BRIEF DESCRIPTION OF THE DRAWINGS
[0007] The embodiments of the disclosure may be better understood by
those skilled in the art by reference to the accompanying figures in
which:
FIG. 1 is a block diagram illustrating a multiple-node storage system, in
accordance with an embodiment of the disclosure; and
FIG. 2 is a flow diagram illustrating a method of managing cache for a
rebooted node of a multiple-node storage system, in accordance
with an embodiment of the disclosure.
DETAILED DESCRIPTION
[0008] Reference will now be made in detail to the embodiments
disclosed, which are illustrated in the accompanying drawings.
[0009] FIG. 1 illustrates an embodiment of a multiple-node storage
system 100. The system 100 includes at least one storage cluster 102,
such as a high availability cluster, accessible by a plurality of server
nodes 106. Each node 106 includes at least one controller 108 such as,
but not limited to, a RAID controller, RAID on Chip (ROC) controller, or
at least one single-core or multiple-core processor. The respective
controller 108 of each node 106 is configured to transfer data to or from
logical block address regions or "windows" defined across a plurality of

storage devices 104, such as hard disk drives (HDDs) or solid-state disk
(SSD) drives, making up the storage cluster 102.

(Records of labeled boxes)

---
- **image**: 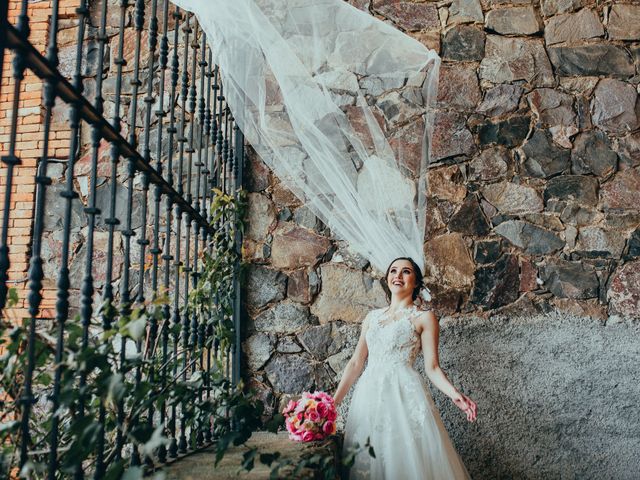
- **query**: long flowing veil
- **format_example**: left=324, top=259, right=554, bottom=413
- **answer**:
left=173, top=0, right=439, bottom=272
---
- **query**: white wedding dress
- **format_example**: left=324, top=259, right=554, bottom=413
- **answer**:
left=344, top=306, right=470, bottom=480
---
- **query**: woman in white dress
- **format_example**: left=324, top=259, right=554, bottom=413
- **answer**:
left=334, top=257, right=477, bottom=480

▸ Goal A: Rewrite the storage system text from "BRIEF DESCRIPTION OF" up to and including "of the disclosure.", replacing "disclosure" with "invention".
▸ Goal B: In the storage system text, what examples of storage devices are given?
▸ Goal C: Write what comes next in the storage system text, starting after its last sentence.

▸ Response A:
BRIEF DESCRIPTION OF THE DRAWINGS
[0007] The embodiments of the invention may be better understood by
those skilled in the art by reference to the accompanying figures in
which:
FIG. 1 is a block diagram illustrating a multiple-node storage system, in
accordance with an embodiment of the invention; and
FIG. 2 is a flow diagram illustrating a method of managing cache for a
rebooted node of a multiple-node storage system, in accordance
with an embodiment of the invention.

▸ Response B: Hard disk drives (HDDs) or solid-state disk (SSD) drives.

▸ Response C:
[0010] In some embodiments, two or more groupings of the storage
devices 104 are contained in two or more enclosures. In some
embodiments, the enclosures are separately powered to allow a first
server to take over a grouping of shared storage devices 104 and
continue to process data transfer requests without disruption when a
second server is permanently or temporarily disabled. In some
embodiments, host nodes 106 include at least one processor running a
computing program, such as WINDOWS SERVER or VMWARE CLUSTER
SERVER, configured to provide planned or unplanned failover service to
applications or Guest OS.
[0011] According to various embodiments, each node 106 includes or is
communicatively coupled to at least one respective storage device 110
configured to store local cache memory. In some embodiments, the
local storage device 110 includes a SSD drive. The cache memory 110 is
configured to aid data transfers between the respective node 106 and
cached regions of the storage cluster 102 for low latency data transfers
and increased IO operations per second (lOPs). In some embodiments,
the local storage device 110 is onboard the controller 108 or coupled
directly to the respective node 106, thus sharing the same power
domain.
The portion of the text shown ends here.